## TEXT PROVIDED:
◆ ◆ ◆ ◆
Extracting Patient Names, Hospitals, and Drugs with Idyl NLP

In this post we will demonstrate how Idyl NLP can be used to find patient names, hospitals, and names of drugs in natural language text.

A quickly growing use of natural language processing (NLP) exists in the healthcare industry. Recent advancements in technology have made it possible to extract useful and very valuable information from unstructured medical records. This can be used to correlate patient information and look for treatment patterns. From a security perspective, it may be necessary to be able to simply and quickly determine and identify any protected health information (PHI) that may exist in a document for auditing or compliance requirements.

Idyl NLP is our opensource NLP library for Java licensed under the business-friendly Apache license, version 2.0. The library provides various NLP capabilities through abstracted interfaces to lower level NLP libraries. The people, places, and things we are concerned with here are patient names, hospitals, and drug names. The goal of Idyl NLP is to provide a powerful, yet easy to use NLP framework.

Extracting Drug Names via a Dictionary

Drug names in the text do not require a trained model since they can be identified via dictionary models. To identify drug names we will use the FDA’s Orange Book. From the Orange Book CSV download we extracted the “Trade Name” column to a text file. Because some drugs are duplicated, we sort the file and remove the duplicate entries. We now have a text file of drug names having one drug per line.

cat drugs.txt | sort | uniq -d > drugs-sorted.txt

We will use Idyl NLP’s dictionary entity recognizer to find the drug names in our input text. The dictionary entity recognizer takes a file and reads its contents into a bloom filter. The dictionary entity recognizer accepts as input tokenized text. Because some drug names may consist of more than one word, we can not do a simple contains check against the dictionary. Instead, we produce a list of n-grams of the tokenized text having length one up to the length of the number of input tokens. We can now see if the bloom filter “might contain” each n-gram. If the bloom filter returns true, we then do a definite check to rule out false positives. Using a bloom filter provides much improved efficiency for dictionary checks.
◆ ◆ ◆ ◆
## DATA LISTING:
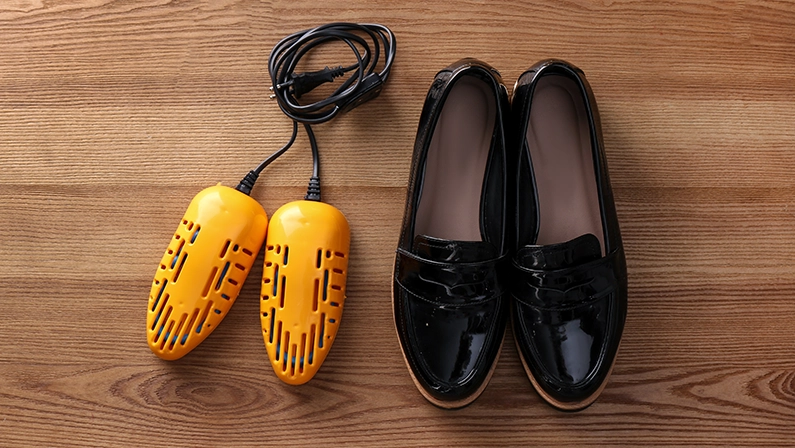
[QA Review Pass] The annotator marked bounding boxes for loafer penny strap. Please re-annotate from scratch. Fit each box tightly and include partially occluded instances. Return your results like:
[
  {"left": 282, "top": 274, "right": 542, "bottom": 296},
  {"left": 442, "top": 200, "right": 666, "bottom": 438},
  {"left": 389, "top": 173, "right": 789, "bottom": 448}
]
[
  {"left": 511, "top": 249, "right": 624, "bottom": 311},
  {"left": 395, "top": 249, "right": 507, "bottom": 306}
]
◆ ◆ ◆ ◆
## DIRECTIONS:
**1.** In the Idyl NLP post above, list every kind of information the library is shown finding in natural language text.
**2.** Resume the Idyl NLP post on extracting patient names, hospitals, and drugs, starting right after its final sentence.

## RESPONSES BY ITEM NUMBER:
**1.**
Patient names
Hospitals
Drug names

**2.**
Extracting Patient Names and Hospitals

Patient names and hospitals will be extracted from the input text through the use of trained models. Each model was created from the same training data. The only difference is that in the patient model the patient names were annotated, and in the hospital model the names of hospitals were annotated. This training process gives us two model files, one for patients and one for hospitals, and their associated model manifest files. To use these models we will instantiate a model-based entity recognizer. The recognizer will load the two trained entity models from disk.

Creating the Pipeline

To use these two entity recognizers we will create a NerPipeline. This pipeline accepts a list of entity recognizers when built along with other configurable settings, such as a sentence detector and tokenizer. When the pipeline is executed, each entity recognizer will be applied to the input text. The output will be a list of Entity objects that contain information about each extracted entity.

The Code

Below is the code written that was described above. Refer to the idylnlp-samples project for up to date examples since this code could change between the time it was written and the time you see it here. This code used Idyl NLP 1.1.0-SNAPSHOT.

Creating the dictionary entity recognizer. The first argument specifies that the entities extracted will be identified as English, the second argument is the full path to the file created from the Orange Book, the third argument is the type of entity, and fourth parameter is the false positive probability for the bloom filter, and the last argument indicates that the dictionary lookup is not case-sensitive.

DictionaryEntityRecognizer dictionaryRecognizer = new DictionaryEntityRecognizer(LanguageCode.en, "/path/to/drugs-sorted.txt", "drug", 0.1, false);

Creating the model entity recognizer requires us to read the model manifests from disk. Maps correlate models for entity types and languages.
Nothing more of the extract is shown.